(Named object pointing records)
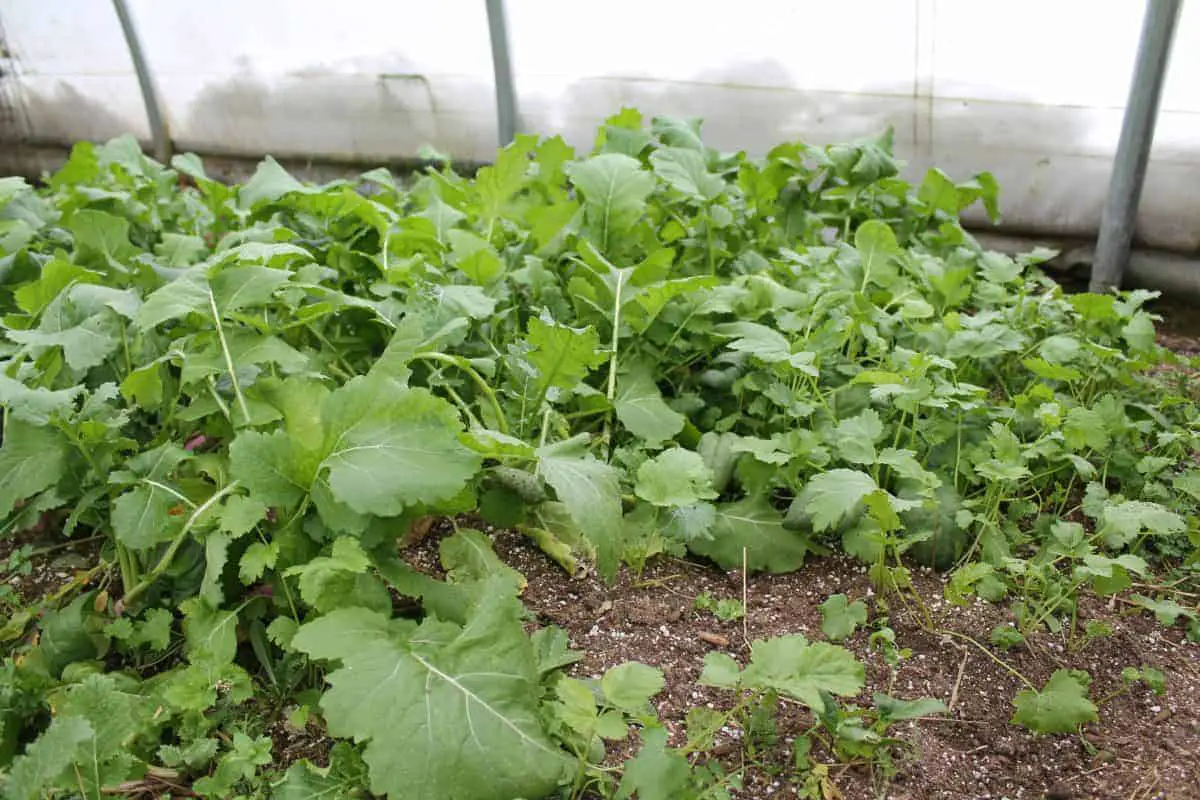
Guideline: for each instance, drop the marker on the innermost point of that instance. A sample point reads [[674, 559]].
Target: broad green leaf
[[210, 633], [615, 188], [630, 686], [833, 495], [31, 459], [753, 525], [256, 560], [34, 773], [267, 464], [563, 355], [345, 779], [1060, 707], [499, 181], [184, 295], [877, 246], [389, 449], [675, 477], [444, 711], [106, 235], [591, 492], [240, 287], [143, 516], [685, 170], [792, 666], [857, 435], [641, 409], [657, 773], [35, 405], [269, 182], [840, 618]]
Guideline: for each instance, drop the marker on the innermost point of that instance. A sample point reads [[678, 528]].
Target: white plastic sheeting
[[1032, 90]]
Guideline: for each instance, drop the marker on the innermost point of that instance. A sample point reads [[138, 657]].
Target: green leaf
[[270, 467], [657, 773], [857, 435], [615, 188], [390, 447], [640, 407], [256, 560], [1060, 707], [833, 495], [685, 170], [562, 355], [630, 686], [241, 287], [839, 617], [47, 758], [103, 234], [184, 295], [444, 711], [754, 525], [31, 459], [210, 633], [345, 779], [792, 666], [142, 517], [591, 491], [675, 477], [877, 246], [895, 710], [269, 182]]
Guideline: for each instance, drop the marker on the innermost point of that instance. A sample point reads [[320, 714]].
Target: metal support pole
[[502, 65], [1120, 218], [159, 134]]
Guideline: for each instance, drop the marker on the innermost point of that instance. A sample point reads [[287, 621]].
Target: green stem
[[165, 561], [228, 358], [988, 653], [480, 383]]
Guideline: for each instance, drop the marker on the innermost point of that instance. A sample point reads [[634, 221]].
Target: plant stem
[[480, 383], [228, 359], [165, 561]]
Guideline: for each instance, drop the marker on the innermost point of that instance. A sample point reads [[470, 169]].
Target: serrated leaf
[[256, 560], [390, 447], [657, 773], [629, 686], [1060, 707], [445, 711], [31, 459], [840, 618], [754, 525], [615, 188], [833, 495], [46, 758], [793, 666], [675, 477], [210, 633], [641, 409], [857, 435], [562, 355], [685, 170], [591, 492]]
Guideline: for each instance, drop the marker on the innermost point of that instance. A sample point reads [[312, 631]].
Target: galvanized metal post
[[502, 65], [1120, 218], [159, 134]]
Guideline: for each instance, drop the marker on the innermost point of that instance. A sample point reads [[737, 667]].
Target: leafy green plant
[[253, 394], [726, 609]]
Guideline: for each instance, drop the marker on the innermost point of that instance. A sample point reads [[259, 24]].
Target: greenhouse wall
[[1030, 90]]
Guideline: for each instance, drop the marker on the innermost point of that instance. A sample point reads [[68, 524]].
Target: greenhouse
[[673, 401]]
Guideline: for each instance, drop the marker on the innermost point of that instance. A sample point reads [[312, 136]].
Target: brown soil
[[1144, 746]]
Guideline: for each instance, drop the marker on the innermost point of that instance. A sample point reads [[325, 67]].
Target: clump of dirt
[[1144, 745]]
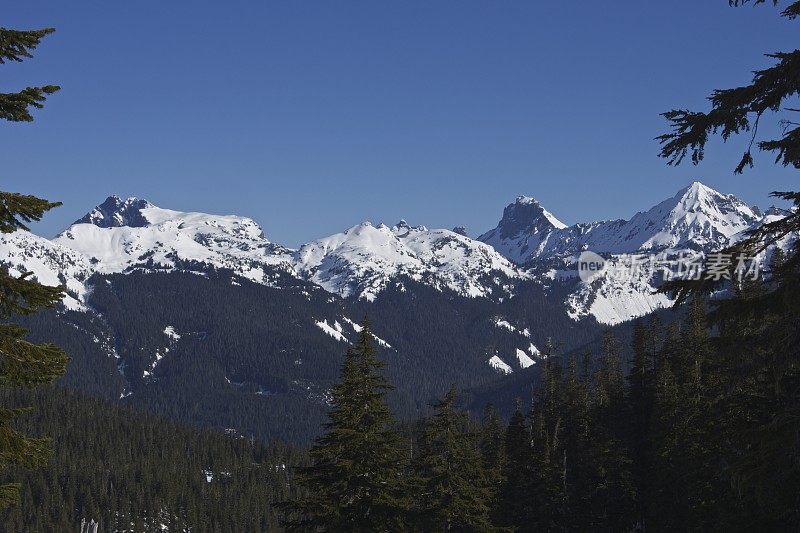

> _Job_:
Reproduce the records from the line with "reads [[259, 24]]." up to and including the line with "[[673, 401]]", requests included. Multiply each point coordinate in the answers by 2.15 and round to whole numbers with halves rounded up, leaving the requests and their sample points unchanged.

> _Task response_:
Guideline: for each instance, drop the marker on the innermost point of that instance. A sample point reads [[259, 24]].
Target: greenhouse wall
[[2215, 194]]
Guideline: for each instance, drop the marker on the innermost point of that instance. A sample point reads [[68, 524]].
Target: greenhouse
[[1447, 862]]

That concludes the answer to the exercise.